- Text
──────
Vector DBs store dense float vectors (embeddings) and answer approximate nearest neighbour (ANN) queries: “find the K most similar vectors to this query vector.”

Core concepts:

  • Embedding: model output representing semantic content as a vector (e.g., 1536-dim for text-embedding-ada-002).
  • HNSW index (Hierarchical Navigable Small World): layered graph index, O(log n) insert and query; gold standard for ANN accuracy/speed.
  • IVF (Inverted File Index): clusters vectors; faster to build, slightly lower recall.
  • ANN search: trades exact recall for speed. Tune ef_search (HNSW) or nprobe (IVF) to balance latency vs recall.

pgvector (PostgreSQL extension):

CREATE EXTENSION vector;
CREATE TABLE documents (
    id     BIGSERIAL PRIMARY KEY,
    text   TEXT,
    embedding VECTOR(1536)
);
 
-- HNSW index
CREATE INDEX ON documents USING hnsw (embedding vector_cosine_ops)
──────
Location labeling records:
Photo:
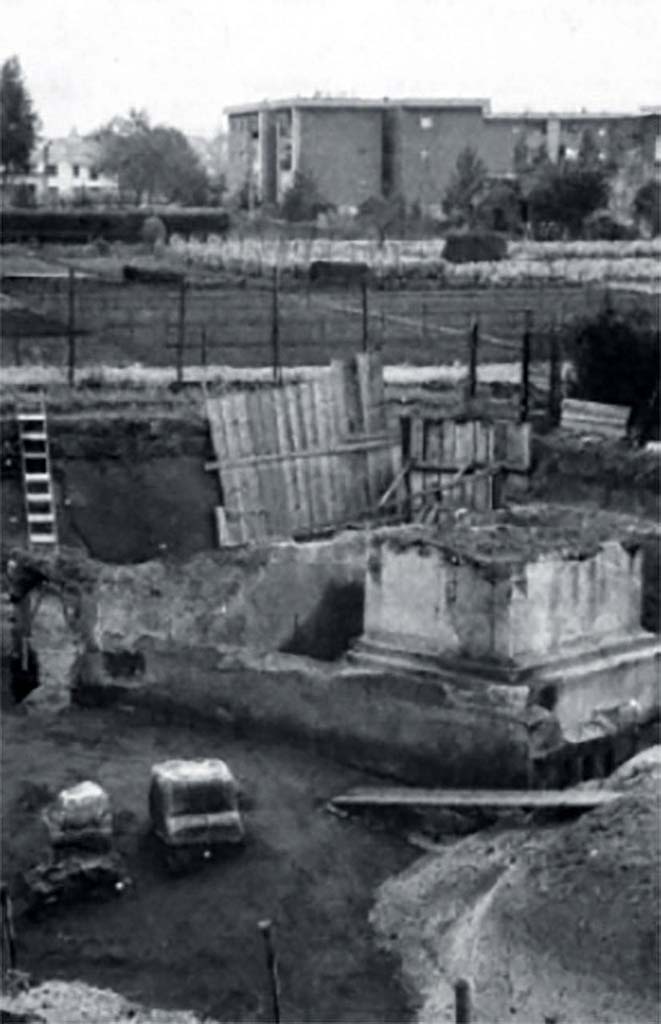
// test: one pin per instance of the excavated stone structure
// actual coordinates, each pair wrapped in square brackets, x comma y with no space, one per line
[537,600]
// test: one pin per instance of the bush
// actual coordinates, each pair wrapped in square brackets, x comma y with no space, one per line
[475,247]
[302,201]
[647,206]
[602,225]
[616,360]
[78,226]
[153,230]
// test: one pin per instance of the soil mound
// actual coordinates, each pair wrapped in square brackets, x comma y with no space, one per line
[74,1003]
[557,924]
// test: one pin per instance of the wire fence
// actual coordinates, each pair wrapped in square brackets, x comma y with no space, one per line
[271,323]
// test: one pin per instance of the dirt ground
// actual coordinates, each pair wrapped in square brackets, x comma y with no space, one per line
[192,942]
[557,925]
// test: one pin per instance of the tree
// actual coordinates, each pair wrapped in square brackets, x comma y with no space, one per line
[500,208]
[647,206]
[151,163]
[302,201]
[19,123]
[386,214]
[466,186]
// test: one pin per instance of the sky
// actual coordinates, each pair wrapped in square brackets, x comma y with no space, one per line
[87,60]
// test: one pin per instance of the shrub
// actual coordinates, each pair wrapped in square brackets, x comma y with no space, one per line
[647,206]
[475,247]
[153,230]
[302,201]
[76,226]
[616,360]
[603,225]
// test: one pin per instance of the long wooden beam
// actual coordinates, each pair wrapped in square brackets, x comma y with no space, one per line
[496,799]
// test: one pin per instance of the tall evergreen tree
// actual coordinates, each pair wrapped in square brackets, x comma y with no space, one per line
[18,122]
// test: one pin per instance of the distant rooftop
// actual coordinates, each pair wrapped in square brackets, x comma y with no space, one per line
[423,102]
[342,102]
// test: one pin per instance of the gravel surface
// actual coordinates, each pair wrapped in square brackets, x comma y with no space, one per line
[551,925]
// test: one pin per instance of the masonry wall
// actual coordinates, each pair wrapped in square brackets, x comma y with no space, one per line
[341,150]
[497,612]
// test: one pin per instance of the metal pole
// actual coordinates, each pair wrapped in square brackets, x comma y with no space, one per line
[525,367]
[474,340]
[71,328]
[7,926]
[275,330]
[463,1001]
[266,928]
[365,338]
[203,347]
[554,375]
[181,330]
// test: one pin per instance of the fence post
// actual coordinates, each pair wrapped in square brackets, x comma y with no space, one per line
[71,328]
[365,333]
[463,1001]
[555,396]
[265,928]
[181,329]
[525,368]
[474,341]
[203,348]
[275,330]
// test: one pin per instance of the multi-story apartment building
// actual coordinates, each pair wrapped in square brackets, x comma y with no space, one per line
[357,148]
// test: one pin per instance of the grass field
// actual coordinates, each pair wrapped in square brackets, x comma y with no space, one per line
[228,318]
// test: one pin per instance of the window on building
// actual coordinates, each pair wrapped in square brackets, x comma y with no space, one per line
[284,155]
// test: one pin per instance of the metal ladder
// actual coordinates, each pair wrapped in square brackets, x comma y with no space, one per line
[38,485]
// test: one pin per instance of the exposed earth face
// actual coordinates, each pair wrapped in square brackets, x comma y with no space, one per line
[192,942]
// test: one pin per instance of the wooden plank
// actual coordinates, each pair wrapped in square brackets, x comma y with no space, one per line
[248,480]
[287,469]
[497,799]
[326,463]
[358,494]
[237,531]
[368,415]
[259,406]
[343,480]
[297,433]
[449,444]
[309,466]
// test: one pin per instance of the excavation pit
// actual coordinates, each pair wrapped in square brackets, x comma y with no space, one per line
[544,597]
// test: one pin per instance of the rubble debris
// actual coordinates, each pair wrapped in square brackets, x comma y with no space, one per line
[193,806]
[80,818]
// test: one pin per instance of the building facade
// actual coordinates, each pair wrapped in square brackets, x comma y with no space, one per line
[355,150]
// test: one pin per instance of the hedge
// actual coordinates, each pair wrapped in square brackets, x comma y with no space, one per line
[475,247]
[76,226]
[617,360]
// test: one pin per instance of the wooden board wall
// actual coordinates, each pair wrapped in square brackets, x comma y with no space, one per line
[303,457]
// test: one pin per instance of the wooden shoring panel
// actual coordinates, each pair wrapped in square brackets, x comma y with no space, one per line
[303,457]
[343,474]
[297,443]
[235,518]
[254,511]
[281,444]
[306,412]
[327,464]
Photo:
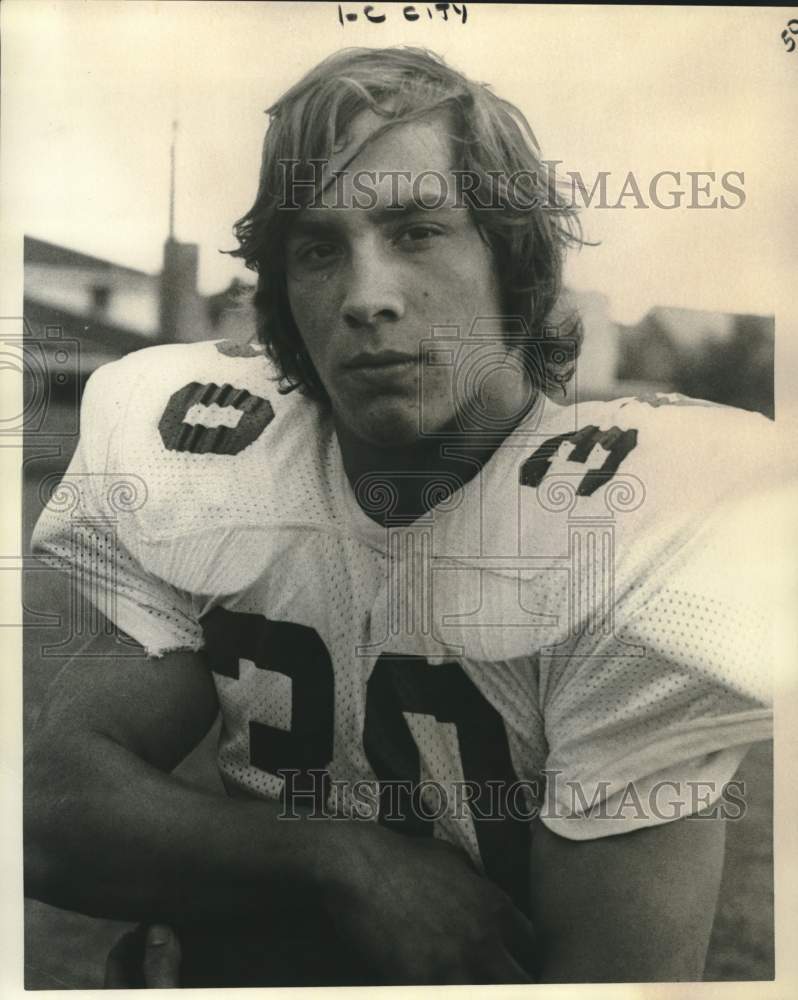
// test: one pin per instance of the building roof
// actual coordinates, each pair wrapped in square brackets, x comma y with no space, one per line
[40,315]
[51,254]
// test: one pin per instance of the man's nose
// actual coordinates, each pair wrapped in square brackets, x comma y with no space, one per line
[373,293]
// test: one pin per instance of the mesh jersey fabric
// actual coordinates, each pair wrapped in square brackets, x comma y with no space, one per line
[564,618]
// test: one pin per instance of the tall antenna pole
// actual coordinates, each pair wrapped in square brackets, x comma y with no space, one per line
[172,182]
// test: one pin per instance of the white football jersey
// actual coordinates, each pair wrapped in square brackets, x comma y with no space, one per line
[582,617]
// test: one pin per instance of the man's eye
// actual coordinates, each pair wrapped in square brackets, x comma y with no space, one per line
[416,236]
[318,254]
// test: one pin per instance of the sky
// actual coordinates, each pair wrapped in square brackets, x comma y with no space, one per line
[93,87]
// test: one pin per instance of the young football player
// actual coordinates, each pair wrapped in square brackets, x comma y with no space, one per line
[481,658]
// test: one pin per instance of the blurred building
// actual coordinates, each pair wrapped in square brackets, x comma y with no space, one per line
[722,357]
[108,309]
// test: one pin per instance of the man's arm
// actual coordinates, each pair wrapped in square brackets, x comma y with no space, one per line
[636,907]
[110,833]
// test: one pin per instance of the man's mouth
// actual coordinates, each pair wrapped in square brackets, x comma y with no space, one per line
[379,360]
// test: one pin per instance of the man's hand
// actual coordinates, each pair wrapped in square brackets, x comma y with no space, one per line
[411,911]
[418,913]
[145,958]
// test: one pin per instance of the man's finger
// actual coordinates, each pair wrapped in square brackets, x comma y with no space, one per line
[161,958]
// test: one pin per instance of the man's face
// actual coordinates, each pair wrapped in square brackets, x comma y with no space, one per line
[366,285]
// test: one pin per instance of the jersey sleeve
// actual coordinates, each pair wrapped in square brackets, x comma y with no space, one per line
[649,723]
[83,527]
──────
- Exercise
Continue the vector database text above, picking up right after its final line.

- Result of the task
WITH (m = 16, ef_construction = 64);
 
-- ANN query with metadata filter
SELECT id, text, 1 - (embedding <=> $1::vector) AS similarity
FROM documents
WHERE category = 'research'
ORDER BY embedding <=> $1::vector
LIMIT 10;

Qdrant (standalone vector DB):

from qdrant_client import QdrantClient
from qdrant_client.models import VectorParams, Distance, PointStruct, Filter, FieldCondition, MatchValue
 
client = QdrantClient("localhost", port=6333)
 
client.create_collection(
    collection_name="docs",
    vectors_config=VectorParams(size=1536, distance=Distance.COSINE),
)
 
client.upsert("docs", points=[
    PointStruct(id=1, vector=embed("hello world"), payload={"category": "intro"})
])
 
results = client.search(
    collection_name="docs",
    query_vector=embed("greeting"),
    query_filter=Filter(must=[FieldCondition(key="category", match=MatchValue(value="intro"))]),
    limit=5,
)

Filtering considerations:

  • Pre-filtering (filter then search): safe but can reduce recall if filtered set is tiny.
  • Post-filtering (search then filter): may return fewer than K results.
  • Qdrant uses segment-level filtering to maintain recall during pre-filter.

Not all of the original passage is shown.